Detroit Public Schools just posted one of the worst record scores for children of Michigan’s largest public school system.

Certainly this is not good news to ride home for the holiday season.

Most of the school’s fourth and eight grade students failed to make it on a basic math level test on the National Assessment of Educational Progress. The students scored for the most part 200 against the national average of 239 on a scale of 500 with about 1900 students from Detroit participating.

Mayor Dave Bing called it a “wake up call for our community and demonstrates the need for accountability at all levels. We cannot afford to lose another child.”

Yes, that’s how Bing is describing it because he knows that if we continue to fail our children and mortgage their future, certainly no one will be interested in moving their families to Detroit.

The mayor knows that if Detroit doesn’t get it’s A game tight it might as well forget about building the future for children.

It’s almost 2010 and many of us are eager to enter the new year with stringent resolutions about what we want to see done in our lives and those we care about.

But before you start making resolutions that you most likely will break in the first six months of the year, think hard about the test scores revealing the academic inadequacies we’ve shamefully accepted as the educational moniker for children in Detroit.

Think about Detroit in the next 15 years and what that would mean to children born in this city.

Fifteen years from now when my son and other children born this year turn 16 they will expect their parents to buy them their first cars.

Will the auto industry in Detroit then be on life support or would it have reinvented itself to produce top cars that are affordable, eco-friendly, compact and widely liked?

As the year is coming to an end I’m projecting into the future, and worried about the future my son and other children will inherit. And the news from DPS this week doesn’t help ease the climate of confusion that is forcing parents to choose between DPS and other districts.

What would the Michigan economy be like given that it is currently driving away graduates to other states because they find no greener pastures at home?

The economic situation in Detroit and the state places upon us a challenge to go beyond policy enactment to making deliberate choices, personal sacrifices that will secure a future for Michigan’s children.

I have not seen anybody yet make a sacrifice despite the sweet rhetoric we are buffeted with daily from slick-talking politicians pretending to care about kids.

I want to see them make personal sacrifices by volunteering 5 percent of their monthly salary to fund a scholarship for children in our neighborhoods.

▶ **Stored entries**:
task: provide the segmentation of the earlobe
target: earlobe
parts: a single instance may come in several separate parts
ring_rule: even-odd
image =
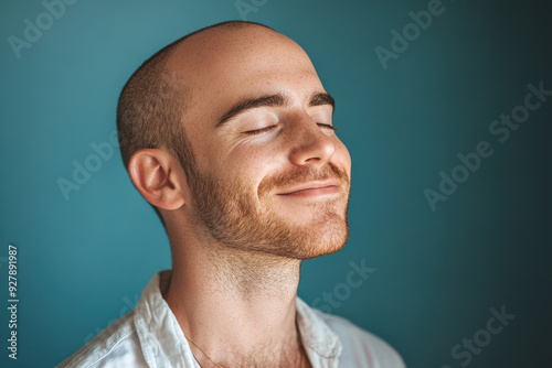
[[[156,207],[177,209],[184,204],[180,166],[161,149],[145,149],[135,152],[128,163],[128,173],[140,194]]]

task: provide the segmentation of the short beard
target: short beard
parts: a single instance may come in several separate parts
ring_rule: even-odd
[[[222,181],[211,173],[197,171],[189,183],[193,221],[221,245],[238,250],[298,260],[333,253],[349,239],[349,177],[331,163],[321,172],[305,170],[300,174],[279,175],[263,182],[258,187],[261,201],[238,177]],[[270,206],[272,188],[332,177],[342,184],[341,196],[310,205],[312,221],[307,226],[291,224]],[[338,214],[343,197],[347,197],[347,205],[343,213]]]

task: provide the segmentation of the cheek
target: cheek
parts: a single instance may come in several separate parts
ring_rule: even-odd
[[[347,170],[347,173],[350,176],[351,175],[351,155],[349,154],[349,150],[343,144],[343,142],[341,142],[341,140],[339,140],[338,138],[336,138],[335,145],[336,145],[336,152],[333,153],[333,156],[335,156],[336,161],[339,161],[343,165],[343,167]]]

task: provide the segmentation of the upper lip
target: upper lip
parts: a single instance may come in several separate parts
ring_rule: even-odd
[[[314,190],[314,188],[319,188],[319,187],[327,187],[327,186],[339,186],[339,181],[338,180],[329,180],[329,181],[323,181],[323,182],[310,182],[307,184],[294,186],[291,188],[287,188],[282,193],[278,194],[290,194],[294,192],[298,191],[305,191],[305,190]]]

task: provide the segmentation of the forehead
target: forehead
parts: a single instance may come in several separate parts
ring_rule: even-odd
[[[188,113],[205,118],[243,98],[279,93],[306,99],[323,91],[305,51],[258,25],[195,34],[177,47],[168,67],[189,87]]]

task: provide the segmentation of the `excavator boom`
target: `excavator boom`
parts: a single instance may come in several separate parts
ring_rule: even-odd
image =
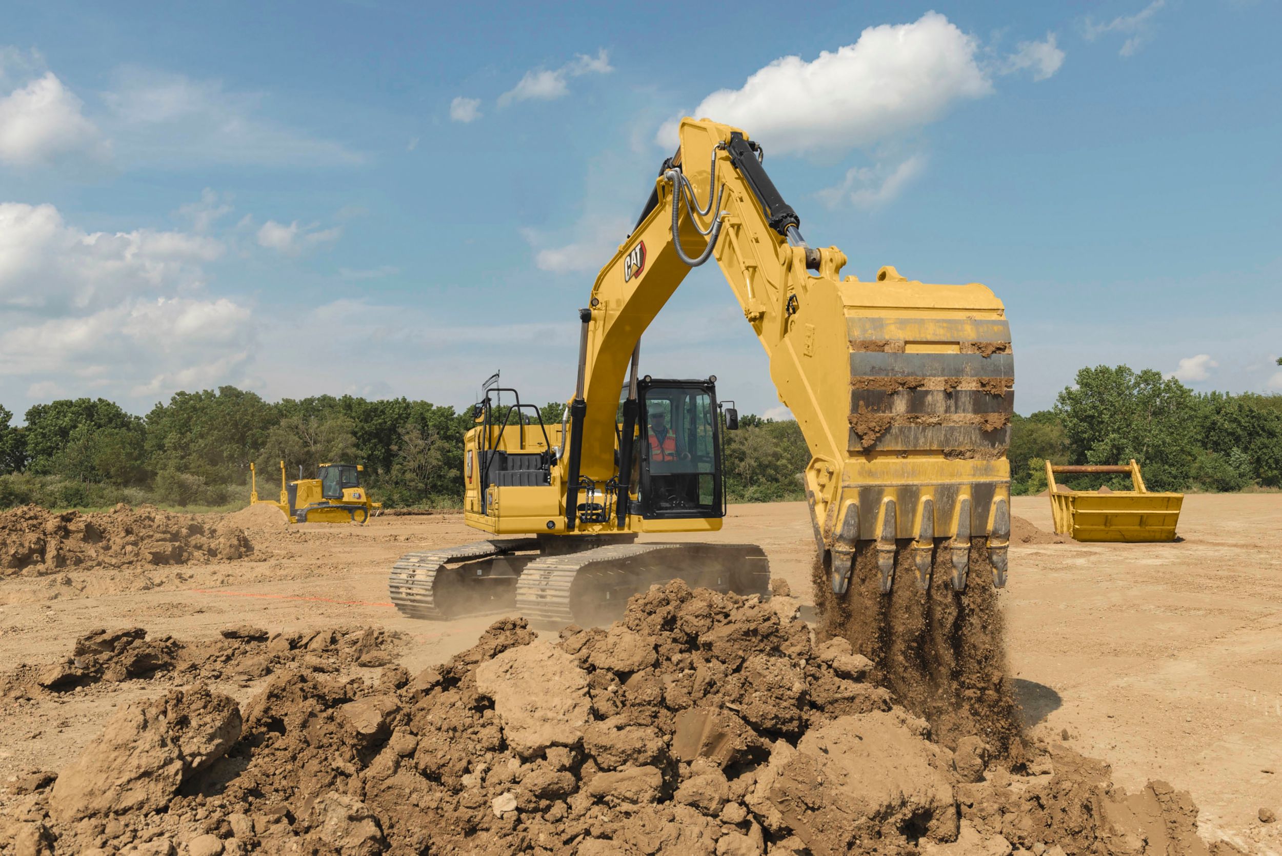
[[[962,592],[982,569],[986,587],[1003,586],[1014,374],[1001,301],[977,283],[926,284],[888,265],[869,282],[842,277],[845,254],[805,242],[747,135],[683,119],[679,138],[579,310],[563,425],[527,431],[519,415],[509,424],[510,411],[497,423],[488,391],[478,405],[465,441],[467,520],[520,537],[410,554],[396,565],[392,600],[441,616],[456,610],[442,609],[440,592],[514,589],[528,615],[581,620],[601,600],[622,605],[674,575],[764,591],[756,547],[632,543],[640,533],[720,527],[714,378],[637,378],[642,334],[708,261],[726,276],[810,449],[820,606],[853,582],[860,597],[928,592],[936,580]],[[647,422],[655,411],[679,416],[677,442]]]
[[[708,120],[683,119],[679,133],[637,229],[592,286],[581,472],[614,470],[628,358],[691,267],[715,259],[810,447],[806,496],[833,593],[846,592],[860,543],[888,592],[903,542],[923,588],[942,548],[962,589],[972,538],[986,539],[1003,586],[1014,366],[1001,301],[892,267],[873,282],[841,278],[845,254],[805,245],[756,144]]]

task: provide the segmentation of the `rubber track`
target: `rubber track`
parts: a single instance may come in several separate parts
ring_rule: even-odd
[[[517,550],[533,550],[537,538],[492,538],[473,541],[456,547],[442,547],[424,552],[408,552],[392,565],[387,579],[387,593],[403,615],[409,618],[451,619],[436,605],[436,575],[451,561],[486,559]]]
[[[579,623],[581,616],[576,616],[570,605],[570,588],[576,579],[583,574],[597,574],[605,577],[612,573],[623,573],[622,569],[613,568],[614,563],[628,561],[637,556],[662,550],[685,551],[688,543],[632,543],[610,545],[570,552],[558,556],[544,556],[526,565],[517,580],[517,611],[537,623],[572,624]],[[700,545],[715,546],[718,550],[731,550],[744,547],[745,550],[760,551],[755,545]],[[764,557],[764,556],[763,556]],[[753,559],[753,557],[750,557]],[[596,568],[594,568],[596,565]],[[681,574],[673,574],[679,577]],[[760,580],[760,591],[768,591],[769,572],[767,570]],[[636,592],[633,592],[636,593]],[[751,593],[751,592],[741,592]]]

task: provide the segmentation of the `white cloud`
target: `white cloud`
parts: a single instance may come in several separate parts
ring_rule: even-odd
[[[604,47],[596,53],[596,56],[577,54],[574,59],[560,68],[551,70],[536,68],[526,72],[513,88],[499,96],[499,106],[504,108],[513,101],[526,101],[529,99],[551,101],[569,92],[567,78],[581,77],[583,74],[608,74],[613,70],[610,55]],[[450,117],[454,117],[454,105],[450,105]],[[468,120],[464,119],[464,122]]]
[[[146,291],[204,283],[224,245],[187,232],[85,232],[53,205],[0,202],[0,306],[88,309]]]
[[[840,185],[828,187],[817,196],[829,208],[850,202],[856,208],[876,208],[891,201],[926,169],[926,156],[913,155],[894,168],[853,167],[846,170]]]
[[[481,99],[458,96],[450,101],[450,118],[464,124],[476,122],[481,118]],[[418,145],[418,137],[414,137],[414,144]]]
[[[53,72],[0,97],[0,161],[33,167],[72,155],[108,160],[110,144],[85,118],[83,106]]]
[[[221,208],[206,192],[194,222]],[[226,246],[208,235],[86,232],[53,205],[0,204],[0,378],[8,395],[150,395],[233,382],[250,309],[199,292]]]
[[[581,222],[574,232],[579,237],[569,243],[549,246],[549,237],[537,229],[522,229],[522,237],[535,250],[535,267],[549,273],[595,273],[618,251],[629,223],[624,218],[606,217]]]
[[[1050,78],[1064,64],[1064,51],[1055,44],[1055,33],[1046,33],[1045,41],[1022,41],[1015,53],[1006,58],[1003,73],[1028,69],[1035,81]]]
[[[1122,49],[1118,54],[1122,56],[1133,56],[1136,51],[1153,38],[1153,17],[1164,5],[1167,5],[1167,0],[1153,0],[1153,3],[1136,14],[1122,15],[1104,24],[1086,18],[1082,24],[1082,35],[1086,36],[1087,41],[1095,41],[1105,33],[1120,33],[1126,36],[1126,41],[1122,42]]]
[[[219,196],[213,188],[206,187],[200,191],[199,202],[187,202],[178,208],[178,214],[191,220],[191,228],[199,233],[205,233],[223,217],[232,213],[232,206],[226,197]]]
[[[104,388],[132,396],[227,382],[254,352],[250,310],[228,299],[131,299],[85,317],[4,324],[0,377],[27,395]]]
[[[268,220],[258,229],[258,245],[285,255],[299,255],[304,250],[337,241],[342,236],[341,226],[328,229],[320,229],[318,226],[318,223],[299,226],[297,220],[285,226]]]
[[[1167,377],[1183,381],[1185,383],[1195,383],[1209,378],[1210,369],[1215,368],[1219,368],[1219,363],[1210,359],[1210,354],[1199,354],[1196,356],[1182,358],[1179,366]]]
[[[131,68],[103,97],[103,124],[131,163],[312,167],[363,160],[340,142],[264,115],[272,108],[265,94],[227,91],[221,81]]]
[[[713,92],[691,115],[741,127],[768,154],[844,154],[991,92],[977,51],[973,37],[928,12],[910,24],[869,27],[854,45],[812,62],[777,59],[740,88]],[[673,147],[676,129],[664,124],[658,142]]]

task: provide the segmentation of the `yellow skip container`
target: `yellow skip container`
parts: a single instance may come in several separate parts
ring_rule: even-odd
[[[1129,473],[1133,491],[1070,491],[1055,473]],[[1073,541],[1174,541],[1183,493],[1150,493],[1140,465],[1060,465],[1046,461],[1046,486],[1055,534]]]

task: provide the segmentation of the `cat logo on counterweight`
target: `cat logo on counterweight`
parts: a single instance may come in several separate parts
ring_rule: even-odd
[[[623,282],[640,277],[645,269],[645,241],[638,241],[623,259]]]

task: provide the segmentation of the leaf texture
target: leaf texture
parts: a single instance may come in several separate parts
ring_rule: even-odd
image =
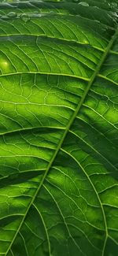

▶ **PROBLEM TO WORK ON**:
Pick up the column on Detroit Public Schools' test scores after its last sentence and carry it further.

▶ **ANSWER TO THE EXERCISE**:
The Detroit City Council, and other elected officials including members of the Detroit Lansing Delegation, can do this if they are serious about the business of the children. I’ll bet you none of them would come forward because some of them reminded us already on the campaign trail that because they are working for the public, they expect to get paid. Others were stammering like babies ready to say their first word when asked during the various candidates’ forum what they will personally sacrifice. I heard none of them mentioned Detroit’s children.

If you have ever paid someone’s college fees or medical bills of an indigent family, please let us know because we would like to write about it. Because I want you to prove me wrong that no one in the political leadership does that kind of public service.

That is why I find no justification in slashing after-school programs and other incentives like the Michigan Promise Scholarship when the future of our children is at stake. I find no reasoning in the mad logic often demonstrated by nutty-head politicians who clamor for educational cuts first before anything else in solving budget issues.

Even when they have options to weigh, education is the first lamb for the slaughter, while their salaries are intact, and then they further engage in the double-talk propaganda of helping our children.

And if you are like Robert L. Emerson, the gloating state budget director who because of the dire economic crisis proposed that Michigan stop paying for a before- and after- school program he himself sponsored as a lawmaker, your tunnel vision offers no vision for children of the state.

So our problem continues because we have so-called political leaders in place who are willing to slice and dice the opportunities for children, denying them what is rightfully theirs.

And this trend of abandoning the needs of tomorrow’s future leaders will continue because we as parents, teachers, administrators and the community have not set better examples of being custodians of a brighter tomorrow for children.
We continue to be poor role models to children who are begging for mentorship and guidance. Some parents have chosen the option of putting aside their children’s educational demands for a week-long wonder vacation in the Caribbean islands or to host the latest award-winning or talk-of-the-town party.

Our messed up priorities are only leaving our children behind and then we wonder why they are coming home with failing grades from DPS. Then we blame everyone but ourselves.

At the same time other parents are engaging in the thrill of shopping madness, finding respite in buying toys and violent games for their children while neglecting important things like books that will actually develop the cognitive skills of the kids.

If parents are the first tutors of a child, especially in the first five years of their development, and the most they can do is buy them junk food, toys which are sometimes filled with lead from China, and violent addictive games, what type of future do we expect those kids to have?

An unhealthy, playful and violent future?

The year 2010 should call for an attitudinal change towards our children.

The politicians are not guilt free. But we do have an obligation as well, especially if we love our sons and daughters enough to ensure a secured and happy future for them.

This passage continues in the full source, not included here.